• [Raw records]:
:::::
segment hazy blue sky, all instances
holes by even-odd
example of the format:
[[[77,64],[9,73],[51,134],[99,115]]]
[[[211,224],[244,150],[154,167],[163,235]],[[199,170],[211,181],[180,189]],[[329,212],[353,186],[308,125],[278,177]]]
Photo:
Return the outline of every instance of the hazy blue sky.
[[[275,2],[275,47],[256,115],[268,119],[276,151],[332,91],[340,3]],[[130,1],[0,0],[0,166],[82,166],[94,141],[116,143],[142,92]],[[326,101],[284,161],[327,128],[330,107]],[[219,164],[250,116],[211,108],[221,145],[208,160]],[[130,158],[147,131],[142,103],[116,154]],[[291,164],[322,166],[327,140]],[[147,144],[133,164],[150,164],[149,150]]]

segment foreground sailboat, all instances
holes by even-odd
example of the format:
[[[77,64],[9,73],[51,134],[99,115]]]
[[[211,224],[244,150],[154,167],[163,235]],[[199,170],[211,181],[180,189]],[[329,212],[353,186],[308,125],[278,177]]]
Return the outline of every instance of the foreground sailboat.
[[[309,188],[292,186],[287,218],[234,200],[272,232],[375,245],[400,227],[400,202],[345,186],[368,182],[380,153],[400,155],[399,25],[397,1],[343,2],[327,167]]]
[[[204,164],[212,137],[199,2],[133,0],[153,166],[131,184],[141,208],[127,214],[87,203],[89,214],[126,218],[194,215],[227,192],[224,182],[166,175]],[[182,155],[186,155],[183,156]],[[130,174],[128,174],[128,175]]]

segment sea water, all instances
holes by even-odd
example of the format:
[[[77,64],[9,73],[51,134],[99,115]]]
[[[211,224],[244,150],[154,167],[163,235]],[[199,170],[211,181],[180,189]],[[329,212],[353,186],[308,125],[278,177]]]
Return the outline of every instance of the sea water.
:::::
• [WHAT TO DO]: Quote all of the rows above word for word, keeping every line as it appears.

• [CORRECT OUTPUT]:
segment hazy blue sky, all instances
holes by even-odd
example of the format:
[[[77,64],[9,73],[51,134],[99,115]]]
[[[211,224],[244,150],[154,167],[163,235]],[[199,170],[211,181],[180,189]],[[329,212],[353,186],[308,125],[278,177]]]
Photo:
Return the outline of every instance of the hazy blue sky.
[[[275,2],[275,47],[256,115],[268,119],[276,151],[332,91],[340,3]],[[130,1],[0,0],[0,166],[82,166],[94,141],[116,143],[142,92]],[[326,101],[284,161],[327,128],[330,107]],[[219,164],[250,116],[211,108],[221,145],[208,160]],[[130,158],[147,131],[142,103],[116,154]],[[291,164],[322,166],[327,140]],[[147,144],[133,164],[150,164],[149,150]]]

segment foreground sailboat, all instances
holes by even-odd
example of the format:
[[[77,64],[9,73],[51,134],[99,115]]]
[[[211,224],[244,150],[154,167],[163,235]],[[199,170],[211,181],[180,189]],[[329,212],[353,186],[308,125],[278,177]]]
Return the outline of every instance of the foreground sailboat.
[[[309,188],[292,186],[287,218],[234,200],[272,232],[375,245],[400,227],[400,202],[345,186],[368,182],[380,153],[400,155],[399,25],[397,1],[343,2],[327,167]]]
[[[204,164],[212,137],[199,2],[133,0],[153,166],[131,184],[141,208],[127,214],[87,203],[89,214],[126,218],[194,215],[227,192],[224,182],[166,175]],[[182,155],[186,155],[183,156]],[[130,174],[128,174],[128,175]]]

segment sea water, all instances
holes by even-odd
example of the format:
[[[77,64],[9,73],[51,134],[99,115]]]
[[[211,224],[244,150],[154,167],[163,235]],[[199,170],[211,181],[180,189]],[[329,212],[353,186],[308,125],[278,177]]]
Return the outline of every instance of the sea water.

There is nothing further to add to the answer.